Livv
Décisions

CA Chambéry, ch. com., 17 février 2004, n° 99-01418

CHAMBÉRY

Arrêt

Infirmation

PARTIES

Demandeur :

Volkswagen France (SA)

Défendeur :

Meynet (ès qual.), Blanchard (ès qual.), Annecy automobile diffusion (SA)

COMPOSITION DE LA JURIDICTION

Président :

Mme Batut

Avoués :

SCP Bollonjeon Arnaud Bollonjeon, SCP Fillard-Cochet-Barbuat

Avocats :

SCP Vogel & Vogel, SCP Gosset & Ecuvillon.

TGI Annecy, ch. com., du 30 mars 1999,

30 mars 1999

La société SA Annecy automobile diffusion (AAD) constituée en juillet 1991 a commencé son activité en février 1992 après avoir signé le 17 février 1992 un contrat de concession à durée indéterminée avec la société Seat France, devenue VAG France puis la SA Volkswagen France. Il s'agissait d'un contrat exclusif d'importation et revente des produits Seat sur un territoire défini.

La SA AAD exerçait son activité dans un bâtiment loué à la SCI Ange et financé par un crédit-bail consenti par la SDR Batimur à la SCI Ange. Cette société n'ayant pas été réglée de ses loyers, a été placée en liquidation judiciaire puisqu'elle s'est trouvée elle-même dans l'impossibilité de rembourser Batimur.

Par ailleurs, en raison de la dégradation de sa situation financière, la SA AAD a été conduite à déposer le bilan le 1er décembre 1995 et mise en redressement judiciaire le 5 décembre 1995.

Maître Robert Meynet et Maître Jean Blanchard, respectivement commissaire à l'exécution du plan et représentant des créanciers de la SA AAD estimaient que sans l'appui de la société VAG France, la SDR Batimur n'aurait jamais pu accorder un financement disproportionné avec les capacités de la SU Ange. Ils soutenaient que la société Seat avait dirigé l'installation de la SA AAD en sa qualité de concédant, l'avait conseillée pour sa gestion, l'avait appuyée de façon décisive pour le montage du crédit-bail immobilier et avait continué à la livrer alors qu'elle savait sa créance non réglée et l'exploitation manifestement déficitaire.

C'est dans ces conditions que par actes des 28 mai et 3 juin 1997, ils ont assigné la SA Volkswagen France et la SA Batimur, pour voir dire que la SA Volkswagen France a commis des fautes de nature à engager sa responsabilité, fautes qui sont à l'origine d'un préjudice subi par la demanderesse, égal au montant de son passif soit 15 390 948,14 F.

#### [Énoncé A]
Reportez dans un tableau Markdown à deux colonnes, « Numéro » et « Ligne du listing », tout le listing depuis sa première ligne jusqu'à celle qui contient « pixel 419 89 », ces deux lignes comprises et les lignes vides exclues.
L'arrêt et le listing ne proviennent pas de la même source.

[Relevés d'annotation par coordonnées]

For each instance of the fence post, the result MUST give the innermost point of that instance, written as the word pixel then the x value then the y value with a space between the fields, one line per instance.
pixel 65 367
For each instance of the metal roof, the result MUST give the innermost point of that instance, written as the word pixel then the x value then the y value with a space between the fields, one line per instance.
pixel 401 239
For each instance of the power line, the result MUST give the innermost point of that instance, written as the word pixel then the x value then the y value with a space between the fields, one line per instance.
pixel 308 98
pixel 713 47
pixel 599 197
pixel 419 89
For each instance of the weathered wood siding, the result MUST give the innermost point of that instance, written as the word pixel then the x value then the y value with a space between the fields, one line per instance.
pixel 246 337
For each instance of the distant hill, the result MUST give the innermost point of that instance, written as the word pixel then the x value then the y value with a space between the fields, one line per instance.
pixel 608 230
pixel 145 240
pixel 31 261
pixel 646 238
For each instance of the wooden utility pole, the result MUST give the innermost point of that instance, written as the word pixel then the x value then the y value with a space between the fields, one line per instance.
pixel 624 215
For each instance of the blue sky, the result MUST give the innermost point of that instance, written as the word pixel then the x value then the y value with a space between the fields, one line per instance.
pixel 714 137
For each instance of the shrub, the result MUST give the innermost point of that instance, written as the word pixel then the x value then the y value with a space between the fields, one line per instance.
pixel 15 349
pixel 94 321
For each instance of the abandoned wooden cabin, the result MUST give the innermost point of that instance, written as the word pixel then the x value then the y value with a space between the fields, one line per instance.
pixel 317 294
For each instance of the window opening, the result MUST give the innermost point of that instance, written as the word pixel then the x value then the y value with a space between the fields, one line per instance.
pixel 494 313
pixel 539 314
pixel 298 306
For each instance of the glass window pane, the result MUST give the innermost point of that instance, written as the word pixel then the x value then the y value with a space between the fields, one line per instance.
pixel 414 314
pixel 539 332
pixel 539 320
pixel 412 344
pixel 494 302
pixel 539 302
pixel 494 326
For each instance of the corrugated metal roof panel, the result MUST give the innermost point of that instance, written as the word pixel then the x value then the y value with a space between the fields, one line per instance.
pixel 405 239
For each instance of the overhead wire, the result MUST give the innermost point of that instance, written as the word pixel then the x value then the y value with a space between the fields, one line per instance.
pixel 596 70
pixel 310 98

#### [Énoncé B]
Rédigez la suite de l'arrêt de la cour d'appel de Chambéry à partir de sa dernière phrase.

#### [Réponse A]
| Numéro | Ligne du listing |
|---|---|
| 1 | For each instance of the fence post, the result MUST give the innermost point of that instance, written as the word pixel then the x value then the y value with a space between the fields, one line per instance. |
| 2 | pixel 65 367 |
| 3 | For each instance of the metal roof, the result MUST give the innermost point of that instance, written as the word pixel then the x value then the y value with a space between the fields, one line per instance. |
| 4 | pixel 401 239 |
| 5 | For each instance of the power line, the result MUST give the innermost point of that instance, written as the word pixel then the x value then the y value with a space between the fields, one line per instance. |
| 6 | pixel 308 98 |
| 7 | pixel 713 47 |
| 8 | pixel 599 197 |
| 9 | pixel 419 89 |

#### [Réponse B]
Après avoir écarté les moyens tirés de l'existence d'une gestion de fait ou d'un soutien abusif, le Tribunal de grande instance d'Annecy statuant en matière commerciale a, le 30 mars 1999, notamment:

- condamné la SA Groupe Volkswagen France à payer à Maître Robert Meynet et Maître Jean Blanchard ès-qualités la somme principale de 7 149 986,79 F à titre de dommages-intérêts outre intérêts au taux légal à compter du 28 mai 1997, en considérant que cette société avait commis une faute dans la conclusion du contrat en fournissant au concessionnaire des analyses prévisionnelles erronées qui ont eu un caractère déterminant dans l'élaboration et la mise en œuvre du projet,

- sursis à statuer sur le surplus de la demande principale, dans l'attente de l'intervention d'une décision définitive sur l'admission de la créance déclarée (8 240 961,35 F) de la SA Batimur au passif de la SA AAD.

La SA Volkswagen France a interjeté appel de cette décision le 12 juin 2002.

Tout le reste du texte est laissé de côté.